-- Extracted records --
╔══

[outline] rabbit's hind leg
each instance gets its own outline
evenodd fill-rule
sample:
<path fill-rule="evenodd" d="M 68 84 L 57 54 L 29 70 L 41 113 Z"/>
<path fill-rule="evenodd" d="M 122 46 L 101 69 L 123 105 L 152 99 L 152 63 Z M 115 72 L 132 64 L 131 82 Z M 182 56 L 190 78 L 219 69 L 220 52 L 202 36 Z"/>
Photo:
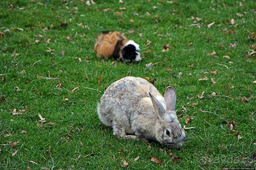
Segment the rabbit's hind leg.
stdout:
<path fill-rule="evenodd" d="M 125 130 L 124 128 L 114 120 L 112 122 L 112 127 L 113 128 L 113 135 L 116 136 L 118 138 L 121 137 L 122 138 L 126 136 Z"/>

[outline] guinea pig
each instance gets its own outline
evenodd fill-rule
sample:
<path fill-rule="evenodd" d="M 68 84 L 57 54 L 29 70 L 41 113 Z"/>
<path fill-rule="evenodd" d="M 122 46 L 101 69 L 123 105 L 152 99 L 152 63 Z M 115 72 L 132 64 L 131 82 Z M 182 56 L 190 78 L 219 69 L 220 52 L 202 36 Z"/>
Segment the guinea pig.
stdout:
<path fill-rule="evenodd" d="M 100 58 L 109 58 L 113 57 L 119 61 L 128 62 L 141 59 L 140 46 L 117 31 L 103 31 L 99 35 L 94 51 Z"/>

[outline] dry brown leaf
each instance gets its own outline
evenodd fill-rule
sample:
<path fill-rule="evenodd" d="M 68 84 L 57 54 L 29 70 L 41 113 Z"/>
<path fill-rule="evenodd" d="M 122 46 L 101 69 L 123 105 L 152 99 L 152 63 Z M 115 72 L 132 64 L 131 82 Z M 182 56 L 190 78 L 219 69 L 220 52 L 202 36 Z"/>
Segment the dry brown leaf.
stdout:
<path fill-rule="evenodd" d="M 187 123 L 188 123 L 189 122 L 189 121 L 190 121 L 190 120 L 191 120 L 191 119 L 193 119 L 194 118 L 193 118 L 189 117 L 189 118 L 186 118 L 186 119 L 185 120 L 185 123 L 186 123 L 186 124 L 187 124 Z"/>
<path fill-rule="evenodd" d="M 226 125 L 227 127 L 230 130 L 232 130 L 233 129 L 235 128 L 237 124 L 236 123 L 233 121 L 229 122 Z"/>
<path fill-rule="evenodd" d="M 155 78 L 152 78 L 149 81 L 149 82 L 151 83 L 152 84 L 154 84 L 155 83 L 155 81 L 156 80 L 156 79 Z"/>
<path fill-rule="evenodd" d="M 212 82 L 213 82 L 213 84 L 216 83 L 216 82 L 214 82 L 214 80 L 213 78 L 211 78 L 211 80 L 212 81 Z"/>
<path fill-rule="evenodd" d="M 230 21 L 230 23 L 231 25 L 234 25 L 235 23 L 235 20 L 234 18 L 232 18 Z"/>
<path fill-rule="evenodd" d="M 217 70 L 215 70 L 215 71 L 209 71 L 209 73 L 213 73 L 214 74 L 217 74 Z"/>
<path fill-rule="evenodd" d="M 42 169 L 46 169 L 46 170 L 50 170 L 50 169 L 48 168 L 46 168 L 45 167 L 40 167 L 40 168 Z"/>
<path fill-rule="evenodd" d="M 183 128 L 184 128 L 184 129 L 194 129 L 195 128 L 195 127 L 190 127 L 188 128 L 186 128 L 186 127 L 184 125 L 183 126 Z"/>
<path fill-rule="evenodd" d="M 224 58 L 227 58 L 228 59 L 230 59 L 230 57 L 227 55 L 226 54 L 223 56 L 223 57 Z"/>
<path fill-rule="evenodd" d="M 61 51 L 61 56 L 64 56 L 64 54 L 65 54 L 65 52 L 64 51 L 64 50 L 62 50 Z"/>
<path fill-rule="evenodd" d="M 197 102 L 196 103 L 191 103 L 191 104 L 189 104 L 189 106 L 192 107 L 192 108 L 194 108 L 194 106 L 195 105 L 197 105 L 199 104 L 199 103 L 198 103 L 198 102 Z"/>
<path fill-rule="evenodd" d="M 78 89 L 79 90 L 79 88 L 78 87 L 76 87 L 74 88 L 71 91 L 69 91 L 70 93 L 73 93 L 76 90 Z"/>
<path fill-rule="evenodd" d="M 98 84 L 100 84 L 101 83 L 101 77 L 100 77 L 100 78 L 99 78 L 99 79 L 98 80 Z"/>
<path fill-rule="evenodd" d="M 202 78 L 200 78 L 198 79 L 198 81 L 201 81 L 201 80 L 207 80 L 208 79 L 208 77 L 206 76 L 204 76 L 204 77 Z"/>
<path fill-rule="evenodd" d="M 167 70 L 169 71 L 171 71 L 173 70 L 172 69 L 170 69 L 169 67 L 167 67 L 167 66 L 166 66 L 165 68 L 166 68 L 166 69 Z"/>
<path fill-rule="evenodd" d="M 34 162 L 34 161 L 29 161 L 30 162 L 33 163 L 34 164 L 35 164 L 36 165 L 37 165 L 37 163 L 36 162 Z"/>
<path fill-rule="evenodd" d="M 207 25 L 207 27 L 208 28 L 210 28 L 215 23 L 215 22 L 213 22 L 211 23 L 210 23 L 210 24 Z"/>
<path fill-rule="evenodd" d="M 62 101 L 64 102 L 66 100 L 68 100 L 69 99 L 67 99 L 67 98 L 65 98 L 64 97 L 63 97 L 63 98 L 62 99 Z"/>
<path fill-rule="evenodd" d="M 173 160 L 173 162 L 174 163 L 177 163 L 177 161 L 179 161 L 179 160 L 181 160 L 181 157 L 178 157 L 177 158 L 174 158 L 174 155 L 172 155 L 172 160 Z"/>
<path fill-rule="evenodd" d="M 149 49 L 148 50 L 147 50 L 147 51 L 146 51 L 146 52 L 145 52 L 145 53 L 146 54 L 149 53 L 151 52 L 151 50 L 152 50 L 152 49 Z"/>
<path fill-rule="evenodd" d="M 106 8 L 106 9 L 103 9 L 103 12 L 108 12 L 111 11 L 111 8 Z"/>
<path fill-rule="evenodd" d="M 208 52 L 207 53 L 208 56 L 215 56 L 216 55 L 216 52 L 215 51 L 213 51 L 212 52 Z"/>
<path fill-rule="evenodd" d="M 115 13 L 118 15 L 123 15 L 123 12 L 120 12 L 117 11 L 115 11 Z"/>
<path fill-rule="evenodd" d="M 17 29 L 18 30 L 19 30 L 20 31 L 24 31 L 24 30 L 23 29 L 23 28 L 17 28 Z"/>
<path fill-rule="evenodd" d="M 124 160 L 124 158 L 122 156 L 122 161 L 123 161 L 123 164 L 121 165 L 121 167 L 126 167 L 128 166 L 128 163 L 126 162 L 125 160 Z"/>
<path fill-rule="evenodd" d="M 249 31 L 249 33 L 251 35 L 251 38 L 252 39 L 254 39 L 255 38 L 255 35 L 253 35 L 253 33 Z"/>
<path fill-rule="evenodd" d="M 160 160 L 154 157 L 152 157 L 150 159 L 150 161 L 156 162 L 157 163 L 161 163 L 163 162 L 163 161 Z"/>
<path fill-rule="evenodd" d="M 139 159 L 139 158 L 140 158 L 140 156 L 138 156 L 135 158 L 135 159 L 134 159 L 134 161 L 136 161 Z"/>
<path fill-rule="evenodd" d="M 191 42 L 191 43 L 188 43 L 187 44 L 187 46 L 191 46 L 192 44 L 193 44 L 193 43 Z"/>
<path fill-rule="evenodd" d="M 16 150 L 16 151 L 15 151 L 15 152 L 14 152 L 12 153 L 12 154 L 11 154 L 12 156 L 14 156 L 15 155 L 16 155 L 16 154 L 18 152 L 18 150 L 19 150 L 18 149 L 17 149 Z"/>
<path fill-rule="evenodd" d="M 201 94 L 201 95 L 200 95 L 200 96 L 199 96 L 199 95 L 197 95 L 197 97 L 198 97 L 198 98 L 199 98 L 200 99 L 203 98 L 203 97 L 204 97 L 204 92 L 205 91 L 203 91 L 203 92 L 202 93 L 202 94 Z"/>
<path fill-rule="evenodd" d="M 243 102 L 248 102 L 250 101 L 250 99 L 247 98 L 245 96 L 244 96 L 242 98 L 242 101 Z"/>

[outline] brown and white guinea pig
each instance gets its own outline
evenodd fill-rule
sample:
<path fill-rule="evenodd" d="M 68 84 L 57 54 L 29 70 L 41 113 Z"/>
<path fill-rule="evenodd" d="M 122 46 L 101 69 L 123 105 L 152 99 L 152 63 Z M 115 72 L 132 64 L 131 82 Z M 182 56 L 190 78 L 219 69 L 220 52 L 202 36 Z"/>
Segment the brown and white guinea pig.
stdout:
<path fill-rule="evenodd" d="M 109 58 L 113 57 L 120 61 L 141 60 L 140 46 L 117 31 L 103 31 L 97 37 L 94 46 L 97 57 Z"/>

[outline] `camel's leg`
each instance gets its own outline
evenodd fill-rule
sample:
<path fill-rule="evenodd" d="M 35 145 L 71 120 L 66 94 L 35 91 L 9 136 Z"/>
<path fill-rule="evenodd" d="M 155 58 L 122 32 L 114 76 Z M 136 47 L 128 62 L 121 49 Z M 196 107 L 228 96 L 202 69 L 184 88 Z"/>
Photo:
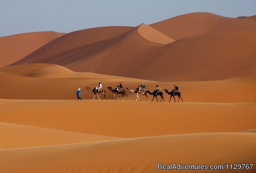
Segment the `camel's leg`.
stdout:
<path fill-rule="evenodd" d="M 107 95 L 106 95 L 105 94 L 104 94 L 103 93 L 102 93 L 102 94 L 103 94 L 103 95 L 104 95 L 104 97 L 103 98 L 103 100 L 104 100 L 104 99 L 107 99 Z"/>
<path fill-rule="evenodd" d="M 145 93 L 145 94 L 144 95 L 146 96 L 146 101 L 147 101 L 147 93 Z"/>
<path fill-rule="evenodd" d="M 154 100 L 154 98 L 155 98 L 155 95 L 154 95 L 154 96 L 153 97 L 153 99 L 152 99 L 152 100 L 151 101 L 151 102 L 153 101 L 153 100 Z"/>
<path fill-rule="evenodd" d="M 141 101 L 141 100 L 140 100 L 140 98 L 139 98 L 139 94 L 138 93 L 137 93 L 137 95 L 136 95 L 136 96 L 137 97 L 137 98 L 136 99 L 136 101 L 137 101 L 138 99 L 139 99 L 139 100 L 140 101 Z"/>
<path fill-rule="evenodd" d="M 161 97 L 162 97 L 162 99 L 163 99 L 163 101 L 164 102 L 165 101 L 165 98 L 163 97 L 163 95 L 162 95 L 161 96 Z M 161 100 L 161 101 L 162 101 L 162 99 Z"/>

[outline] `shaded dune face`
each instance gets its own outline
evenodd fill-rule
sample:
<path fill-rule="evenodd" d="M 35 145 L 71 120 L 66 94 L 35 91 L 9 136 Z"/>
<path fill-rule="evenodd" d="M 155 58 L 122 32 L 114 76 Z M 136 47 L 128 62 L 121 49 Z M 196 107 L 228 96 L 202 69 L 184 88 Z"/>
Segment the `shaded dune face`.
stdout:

╚══

Rewrite the listing from its first line through the line containing "100 58 L 109", keeping every line except the picture. Scale each coordinate in the answer outlines by 1.25, rounding to whole numbers with halves rounded up.

[outline] rabbit's hind leg
each instance gets its own outline
evenodd fill-rule
sample:
<path fill-rule="evenodd" d="M 68 84 L 57 54 L 29 70 L 41 113 Z"/>
<path fill-rule="evenodd" d="M 122 46 L 101 69 L 123 105 L 152 99 L 152 63 Z M 115 72 L 132 64 L 131 82 Z M 182 56 L 190 78 L 219 69 L 220 52 L 202 36 Z"/>
Photo:
Segment the rabbit's hind leg.
stdout:
<path fill-rule="evenodd" d="M 156 163 L 155 160 L 143 150 L 140 153 L 140 159 L 141 160 L 141 169 L 145 170 L 148 173 L 151 171 L 153 173 L 158 170 Z"/>

[outline] guinea pig
each instance gets its own outline
evenodd fill-rule
sample:
<path fill-rule="evenodd" d="M 68 84 L 57 54 L 29 70 L 41 113 Z"/>
<path fill-rule="evenodd" d="M 122 46 L 101 69 L 123 105 L 152 99 L 152 63 Z M 115 72 L 132 64 L 131 82 Z M 182 56 L 190 78 L 219 69 L 220 52 L 202 36 Z"/>
Segment the guinea pig.
stdout:
<path fill-rule="evenodd" d="M 125 73 L 136 73 L 141 71 L 149 76 L 160 78 L 176 74 L 175 58 L 146 39 L 129 39 L 124 44 L 118 64 Z"/>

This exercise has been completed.